---------- Data section
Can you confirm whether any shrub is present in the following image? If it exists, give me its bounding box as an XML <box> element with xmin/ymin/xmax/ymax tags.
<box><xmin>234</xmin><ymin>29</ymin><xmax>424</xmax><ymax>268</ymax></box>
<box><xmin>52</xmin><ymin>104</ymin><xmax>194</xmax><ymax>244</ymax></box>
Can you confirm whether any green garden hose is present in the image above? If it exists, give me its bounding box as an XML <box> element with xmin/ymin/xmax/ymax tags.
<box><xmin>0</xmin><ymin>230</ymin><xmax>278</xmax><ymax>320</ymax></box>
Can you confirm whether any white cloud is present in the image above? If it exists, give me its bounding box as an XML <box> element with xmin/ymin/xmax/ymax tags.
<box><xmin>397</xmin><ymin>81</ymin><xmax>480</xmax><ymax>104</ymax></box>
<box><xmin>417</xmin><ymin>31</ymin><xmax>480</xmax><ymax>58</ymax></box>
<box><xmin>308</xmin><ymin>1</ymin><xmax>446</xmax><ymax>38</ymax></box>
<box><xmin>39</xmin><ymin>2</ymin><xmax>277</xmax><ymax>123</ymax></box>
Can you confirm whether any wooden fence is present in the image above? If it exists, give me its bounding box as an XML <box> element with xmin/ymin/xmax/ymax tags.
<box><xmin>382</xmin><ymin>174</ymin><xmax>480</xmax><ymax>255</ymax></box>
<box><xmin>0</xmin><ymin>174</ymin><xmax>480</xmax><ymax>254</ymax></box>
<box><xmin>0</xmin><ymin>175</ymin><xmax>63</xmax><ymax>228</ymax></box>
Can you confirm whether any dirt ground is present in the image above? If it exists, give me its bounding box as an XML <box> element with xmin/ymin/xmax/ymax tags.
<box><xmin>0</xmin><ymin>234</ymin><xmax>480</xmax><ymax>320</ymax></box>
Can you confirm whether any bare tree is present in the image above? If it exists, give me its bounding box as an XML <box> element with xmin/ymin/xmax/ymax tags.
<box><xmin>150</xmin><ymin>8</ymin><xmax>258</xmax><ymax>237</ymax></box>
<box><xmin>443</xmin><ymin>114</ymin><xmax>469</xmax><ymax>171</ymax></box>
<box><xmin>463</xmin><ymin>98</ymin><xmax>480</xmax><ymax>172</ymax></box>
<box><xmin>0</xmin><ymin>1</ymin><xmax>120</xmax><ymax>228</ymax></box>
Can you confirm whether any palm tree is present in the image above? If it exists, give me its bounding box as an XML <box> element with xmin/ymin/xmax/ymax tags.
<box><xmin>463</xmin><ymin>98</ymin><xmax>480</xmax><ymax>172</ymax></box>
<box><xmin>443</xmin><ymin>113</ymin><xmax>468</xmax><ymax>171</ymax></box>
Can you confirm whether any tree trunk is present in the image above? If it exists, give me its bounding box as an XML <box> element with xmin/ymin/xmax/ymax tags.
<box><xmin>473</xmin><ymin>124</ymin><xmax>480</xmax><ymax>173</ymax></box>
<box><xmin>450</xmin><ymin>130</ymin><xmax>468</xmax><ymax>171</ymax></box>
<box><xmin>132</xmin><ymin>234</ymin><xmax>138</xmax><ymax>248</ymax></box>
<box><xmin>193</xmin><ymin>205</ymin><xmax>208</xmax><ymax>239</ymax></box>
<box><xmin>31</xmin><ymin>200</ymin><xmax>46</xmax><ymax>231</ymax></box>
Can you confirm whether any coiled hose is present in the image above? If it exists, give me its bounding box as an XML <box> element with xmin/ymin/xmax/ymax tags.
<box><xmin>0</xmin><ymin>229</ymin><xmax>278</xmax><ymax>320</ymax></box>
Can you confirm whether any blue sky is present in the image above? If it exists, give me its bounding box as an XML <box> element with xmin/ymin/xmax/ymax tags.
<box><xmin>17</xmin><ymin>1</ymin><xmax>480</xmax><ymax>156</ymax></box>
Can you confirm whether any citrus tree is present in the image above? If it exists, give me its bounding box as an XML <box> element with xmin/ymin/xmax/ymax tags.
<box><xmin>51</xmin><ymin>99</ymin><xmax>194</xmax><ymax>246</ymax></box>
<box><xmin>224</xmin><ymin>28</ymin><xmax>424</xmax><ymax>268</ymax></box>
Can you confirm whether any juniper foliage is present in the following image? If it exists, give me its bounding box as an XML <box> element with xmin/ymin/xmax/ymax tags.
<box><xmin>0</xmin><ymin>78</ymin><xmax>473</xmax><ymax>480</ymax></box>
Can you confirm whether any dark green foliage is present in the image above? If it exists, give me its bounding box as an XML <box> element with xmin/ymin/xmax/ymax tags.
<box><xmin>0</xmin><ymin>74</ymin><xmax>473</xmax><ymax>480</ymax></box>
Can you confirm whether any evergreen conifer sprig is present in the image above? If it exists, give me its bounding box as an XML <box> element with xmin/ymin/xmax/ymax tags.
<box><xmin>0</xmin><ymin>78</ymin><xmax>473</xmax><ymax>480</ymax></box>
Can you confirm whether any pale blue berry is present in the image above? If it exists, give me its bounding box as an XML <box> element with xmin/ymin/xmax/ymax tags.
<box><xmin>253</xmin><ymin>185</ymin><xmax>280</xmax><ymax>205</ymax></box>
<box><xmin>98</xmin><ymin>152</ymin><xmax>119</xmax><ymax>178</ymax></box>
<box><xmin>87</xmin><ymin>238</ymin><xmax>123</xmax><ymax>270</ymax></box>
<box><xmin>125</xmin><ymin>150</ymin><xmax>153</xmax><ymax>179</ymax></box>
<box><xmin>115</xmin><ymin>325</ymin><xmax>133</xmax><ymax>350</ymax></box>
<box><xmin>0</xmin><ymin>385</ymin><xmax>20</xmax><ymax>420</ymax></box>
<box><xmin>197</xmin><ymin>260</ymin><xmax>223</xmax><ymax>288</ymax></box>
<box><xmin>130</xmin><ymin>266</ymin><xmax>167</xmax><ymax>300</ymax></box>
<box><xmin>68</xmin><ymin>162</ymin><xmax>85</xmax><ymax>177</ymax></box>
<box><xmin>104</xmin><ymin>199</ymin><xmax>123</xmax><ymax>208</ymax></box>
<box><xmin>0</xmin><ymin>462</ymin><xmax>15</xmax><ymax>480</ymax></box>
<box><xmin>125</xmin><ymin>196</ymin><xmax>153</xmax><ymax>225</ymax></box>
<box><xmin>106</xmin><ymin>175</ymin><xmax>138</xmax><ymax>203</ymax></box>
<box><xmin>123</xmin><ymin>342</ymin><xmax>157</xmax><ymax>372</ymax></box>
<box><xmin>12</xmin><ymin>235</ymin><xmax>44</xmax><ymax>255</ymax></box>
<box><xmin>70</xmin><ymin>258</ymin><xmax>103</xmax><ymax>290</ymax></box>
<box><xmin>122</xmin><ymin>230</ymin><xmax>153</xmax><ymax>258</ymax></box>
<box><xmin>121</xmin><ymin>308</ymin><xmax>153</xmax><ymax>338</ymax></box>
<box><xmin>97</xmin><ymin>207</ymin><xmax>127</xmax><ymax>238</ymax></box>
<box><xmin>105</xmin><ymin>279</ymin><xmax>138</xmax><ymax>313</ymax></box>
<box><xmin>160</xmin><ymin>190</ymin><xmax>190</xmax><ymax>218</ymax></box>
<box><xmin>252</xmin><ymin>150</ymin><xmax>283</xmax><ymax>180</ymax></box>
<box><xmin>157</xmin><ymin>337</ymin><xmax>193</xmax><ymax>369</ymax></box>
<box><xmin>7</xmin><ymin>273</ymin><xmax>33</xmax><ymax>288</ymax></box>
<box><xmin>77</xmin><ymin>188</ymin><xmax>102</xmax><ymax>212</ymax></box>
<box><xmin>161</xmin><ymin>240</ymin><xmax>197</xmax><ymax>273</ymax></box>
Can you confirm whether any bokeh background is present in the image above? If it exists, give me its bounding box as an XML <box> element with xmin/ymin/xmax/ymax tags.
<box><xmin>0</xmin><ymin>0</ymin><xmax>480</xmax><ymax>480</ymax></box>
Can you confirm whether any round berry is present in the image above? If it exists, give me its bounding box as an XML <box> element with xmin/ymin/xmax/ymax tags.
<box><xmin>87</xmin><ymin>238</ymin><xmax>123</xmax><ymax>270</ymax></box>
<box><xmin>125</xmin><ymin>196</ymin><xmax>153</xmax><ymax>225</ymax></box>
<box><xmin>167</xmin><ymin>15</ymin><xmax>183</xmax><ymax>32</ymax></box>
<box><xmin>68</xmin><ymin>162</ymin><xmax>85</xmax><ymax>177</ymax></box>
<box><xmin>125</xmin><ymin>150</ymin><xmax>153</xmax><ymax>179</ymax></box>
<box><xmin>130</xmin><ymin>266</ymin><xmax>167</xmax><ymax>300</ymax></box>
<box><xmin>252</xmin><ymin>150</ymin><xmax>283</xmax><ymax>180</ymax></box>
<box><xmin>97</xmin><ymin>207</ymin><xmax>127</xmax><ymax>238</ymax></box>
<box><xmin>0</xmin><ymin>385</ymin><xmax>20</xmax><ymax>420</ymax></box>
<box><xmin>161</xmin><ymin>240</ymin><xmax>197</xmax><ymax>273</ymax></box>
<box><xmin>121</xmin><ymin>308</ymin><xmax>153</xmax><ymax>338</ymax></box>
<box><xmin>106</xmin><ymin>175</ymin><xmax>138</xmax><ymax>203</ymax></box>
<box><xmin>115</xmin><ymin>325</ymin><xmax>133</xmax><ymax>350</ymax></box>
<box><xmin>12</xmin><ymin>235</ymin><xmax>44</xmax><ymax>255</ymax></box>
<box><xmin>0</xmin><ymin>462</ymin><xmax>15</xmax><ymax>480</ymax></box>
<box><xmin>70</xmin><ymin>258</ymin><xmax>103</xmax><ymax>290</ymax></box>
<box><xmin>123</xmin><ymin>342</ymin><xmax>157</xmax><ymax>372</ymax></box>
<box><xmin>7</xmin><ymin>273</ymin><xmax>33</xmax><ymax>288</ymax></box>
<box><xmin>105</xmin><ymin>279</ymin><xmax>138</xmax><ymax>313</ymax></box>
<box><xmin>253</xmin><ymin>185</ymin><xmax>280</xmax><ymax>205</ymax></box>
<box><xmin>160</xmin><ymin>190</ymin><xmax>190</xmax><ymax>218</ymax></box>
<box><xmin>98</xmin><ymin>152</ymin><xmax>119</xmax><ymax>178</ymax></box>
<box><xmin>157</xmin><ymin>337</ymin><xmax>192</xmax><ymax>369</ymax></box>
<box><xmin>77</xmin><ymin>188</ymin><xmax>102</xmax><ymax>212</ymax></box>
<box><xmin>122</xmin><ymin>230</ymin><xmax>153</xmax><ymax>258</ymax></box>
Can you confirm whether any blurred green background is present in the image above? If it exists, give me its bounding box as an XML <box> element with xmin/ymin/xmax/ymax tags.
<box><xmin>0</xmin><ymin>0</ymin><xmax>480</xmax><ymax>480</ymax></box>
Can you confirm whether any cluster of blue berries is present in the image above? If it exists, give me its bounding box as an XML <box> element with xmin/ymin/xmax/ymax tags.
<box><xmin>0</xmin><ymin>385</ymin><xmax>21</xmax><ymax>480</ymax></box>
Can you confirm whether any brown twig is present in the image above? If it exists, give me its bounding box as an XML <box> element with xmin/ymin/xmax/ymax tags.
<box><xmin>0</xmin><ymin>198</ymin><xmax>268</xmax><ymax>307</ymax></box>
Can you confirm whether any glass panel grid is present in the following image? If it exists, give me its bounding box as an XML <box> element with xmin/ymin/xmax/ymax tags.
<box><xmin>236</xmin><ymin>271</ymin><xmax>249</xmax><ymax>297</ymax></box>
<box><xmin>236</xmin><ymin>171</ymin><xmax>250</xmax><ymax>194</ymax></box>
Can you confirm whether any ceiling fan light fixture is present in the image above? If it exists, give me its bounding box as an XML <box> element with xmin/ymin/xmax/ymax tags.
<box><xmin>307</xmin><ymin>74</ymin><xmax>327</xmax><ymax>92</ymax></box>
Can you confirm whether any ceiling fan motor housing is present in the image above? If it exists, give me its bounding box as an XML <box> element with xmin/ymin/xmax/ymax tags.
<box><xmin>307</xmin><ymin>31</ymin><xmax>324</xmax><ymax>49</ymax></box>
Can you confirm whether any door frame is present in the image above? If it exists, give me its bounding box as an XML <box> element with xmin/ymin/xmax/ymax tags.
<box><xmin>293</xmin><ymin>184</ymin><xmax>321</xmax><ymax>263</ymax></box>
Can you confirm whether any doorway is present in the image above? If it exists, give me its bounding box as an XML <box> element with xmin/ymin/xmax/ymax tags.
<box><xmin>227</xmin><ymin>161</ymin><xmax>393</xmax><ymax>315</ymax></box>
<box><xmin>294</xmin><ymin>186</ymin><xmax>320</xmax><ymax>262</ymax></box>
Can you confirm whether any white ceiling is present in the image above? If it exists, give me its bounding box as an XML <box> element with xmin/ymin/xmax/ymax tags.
--------------------
Take the lines from the one containing "Can you confirm whether any doorway" to the last line of the material above and write them out exactly.

Can you confirm whether any doorway is present in the image above? If it exists, give me its bounding box as an XML <box> element with xmin/ymin/xmax/ymax tags.
<box><xmin>227</xmin><ymin>161</ymin><xmax>393</xmax><ymax>315</ymax></box>
<box><xmin>294</xmin><ymin>186</ymin><xmax>320</xmax><ymax>262</ymax></box>
Can you confirm whether any white ceiling is present in the image above? If it exists, give me its bounding box as an XML <box> element with xmin/ymin/xmax/ymax tags.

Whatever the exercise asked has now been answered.